§ **Document**:
— begin —

20250509 - Shetland Download

May 09, 2025

All aboard the Aberdeen-bound ferry! Today your shipmates include a full complement of wild-eyed, sleep deprived, alcohol addled musical revelers. Please ply them with pints but also make sure they have something to eat. They will not bite, but they may stop speaking mid-sentence, staring onto the middle distance as though possessed by a sense of longing for times in the recent past or perhaps simply attempting to catch a fleeing train of thought, flitting away into a deepening tunnel of exhaustion and exhilaration.

 

Hello!  It’s me, PF Hot Seats!  Once again reporting from a North Sea ferry; this time headed south.  Back to the mainland, back to the real world, back to a land that is, frankly, dull in comparison to the high latitude musician’s sleepaway camp of the Shetland Folk Festival!

— end —

§ **Given instruction A**: Reproduce word for word the part of the ferry post starting with "May 09, 2025" and going on through "Shetland Folk Festival!".
§ **Given instruction B**: In the ferry post, list each descriptive term placed directly before the words "musical revelers".

§ **Data rows**:
— begin —

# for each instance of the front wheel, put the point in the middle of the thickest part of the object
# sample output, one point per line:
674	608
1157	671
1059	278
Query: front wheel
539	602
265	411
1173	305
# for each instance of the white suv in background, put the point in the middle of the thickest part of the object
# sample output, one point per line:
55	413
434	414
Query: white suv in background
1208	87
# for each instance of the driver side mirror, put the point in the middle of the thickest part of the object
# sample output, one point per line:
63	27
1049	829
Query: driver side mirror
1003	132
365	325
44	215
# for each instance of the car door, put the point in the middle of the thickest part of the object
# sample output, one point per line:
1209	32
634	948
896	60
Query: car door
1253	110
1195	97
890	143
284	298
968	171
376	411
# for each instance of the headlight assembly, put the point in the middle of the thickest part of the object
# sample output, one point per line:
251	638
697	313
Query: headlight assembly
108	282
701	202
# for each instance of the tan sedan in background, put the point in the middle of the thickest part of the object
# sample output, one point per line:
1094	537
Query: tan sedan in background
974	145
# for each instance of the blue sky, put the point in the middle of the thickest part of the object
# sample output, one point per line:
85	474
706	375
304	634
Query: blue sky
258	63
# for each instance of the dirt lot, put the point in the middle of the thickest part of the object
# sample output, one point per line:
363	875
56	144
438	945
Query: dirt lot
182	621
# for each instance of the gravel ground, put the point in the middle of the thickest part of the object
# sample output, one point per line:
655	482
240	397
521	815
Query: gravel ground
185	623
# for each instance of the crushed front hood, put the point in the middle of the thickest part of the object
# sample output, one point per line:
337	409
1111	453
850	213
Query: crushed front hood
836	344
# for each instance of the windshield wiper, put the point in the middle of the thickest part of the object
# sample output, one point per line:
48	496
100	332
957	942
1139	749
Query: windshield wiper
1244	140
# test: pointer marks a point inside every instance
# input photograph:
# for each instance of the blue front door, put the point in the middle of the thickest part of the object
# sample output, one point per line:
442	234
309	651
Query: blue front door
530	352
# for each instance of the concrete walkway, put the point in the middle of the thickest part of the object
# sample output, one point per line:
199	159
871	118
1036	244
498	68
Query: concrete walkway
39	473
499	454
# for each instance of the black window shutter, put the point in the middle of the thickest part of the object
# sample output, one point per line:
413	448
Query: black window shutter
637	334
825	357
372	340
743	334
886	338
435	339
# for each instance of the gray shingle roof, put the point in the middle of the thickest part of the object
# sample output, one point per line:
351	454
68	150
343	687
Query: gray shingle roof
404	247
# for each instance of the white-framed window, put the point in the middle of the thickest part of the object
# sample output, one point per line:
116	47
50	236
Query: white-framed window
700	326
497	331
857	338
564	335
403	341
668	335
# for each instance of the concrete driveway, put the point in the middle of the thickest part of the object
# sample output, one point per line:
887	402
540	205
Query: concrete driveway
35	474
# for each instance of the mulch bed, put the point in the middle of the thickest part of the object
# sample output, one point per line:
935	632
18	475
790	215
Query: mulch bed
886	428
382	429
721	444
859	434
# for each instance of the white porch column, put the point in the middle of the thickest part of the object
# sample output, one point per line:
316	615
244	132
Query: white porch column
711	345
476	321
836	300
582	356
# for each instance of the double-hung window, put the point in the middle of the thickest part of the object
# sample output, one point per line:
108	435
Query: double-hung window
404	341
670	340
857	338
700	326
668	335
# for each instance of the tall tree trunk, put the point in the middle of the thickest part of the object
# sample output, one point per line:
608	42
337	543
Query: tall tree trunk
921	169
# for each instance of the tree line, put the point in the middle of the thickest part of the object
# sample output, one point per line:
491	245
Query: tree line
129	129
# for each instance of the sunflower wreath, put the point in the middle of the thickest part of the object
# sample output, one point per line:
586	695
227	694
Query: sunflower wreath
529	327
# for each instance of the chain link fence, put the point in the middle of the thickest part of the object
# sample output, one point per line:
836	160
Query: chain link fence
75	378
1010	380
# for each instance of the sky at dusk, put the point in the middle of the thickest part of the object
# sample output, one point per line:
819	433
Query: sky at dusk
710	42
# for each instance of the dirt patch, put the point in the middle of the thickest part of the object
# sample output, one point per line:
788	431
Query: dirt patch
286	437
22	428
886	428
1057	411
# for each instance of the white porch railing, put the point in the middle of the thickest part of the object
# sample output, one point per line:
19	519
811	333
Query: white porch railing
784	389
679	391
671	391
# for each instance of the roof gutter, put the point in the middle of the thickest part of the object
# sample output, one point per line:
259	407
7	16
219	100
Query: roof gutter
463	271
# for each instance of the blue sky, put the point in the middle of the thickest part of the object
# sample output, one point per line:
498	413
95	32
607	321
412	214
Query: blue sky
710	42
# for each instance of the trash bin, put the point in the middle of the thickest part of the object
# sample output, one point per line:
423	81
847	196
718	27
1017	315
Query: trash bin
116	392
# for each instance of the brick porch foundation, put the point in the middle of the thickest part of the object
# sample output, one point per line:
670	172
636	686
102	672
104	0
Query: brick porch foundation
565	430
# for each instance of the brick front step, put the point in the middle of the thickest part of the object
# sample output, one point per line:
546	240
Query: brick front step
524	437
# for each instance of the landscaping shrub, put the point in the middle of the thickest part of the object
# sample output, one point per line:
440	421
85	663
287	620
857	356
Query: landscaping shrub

— end —

§ **Final result A**:
May 09, 2025

All aboard the Aberdeen-bound ferry! Today your shipmates include a full complement of wild-eyed, sleep deprived, alcohol addled musical revelers. Please ply them with pints but also make sure they have something to eat. They will not bite, but they may stop speaking mid-sentence, staring onto the middle distance as though possessed by a sense of longing for times in the recent past or perhaps simply attempting to catch a fleeing train of thought, flitting away into a deepening tunnel of exhaustion and exhilaration.

 

Hello!  It’s me, PF Hot Seats!  Once again reporting from a North Sea ferry; this time headed south.  Back to the mainland, back to the real world, back to a land that is, frankly, dull in comparison to the high latitude musician’s sleepaway camp of the Shetland Folk Festival!

§ **Final result B**:
- wild-eyed
- sleep deprived
- alcohol addled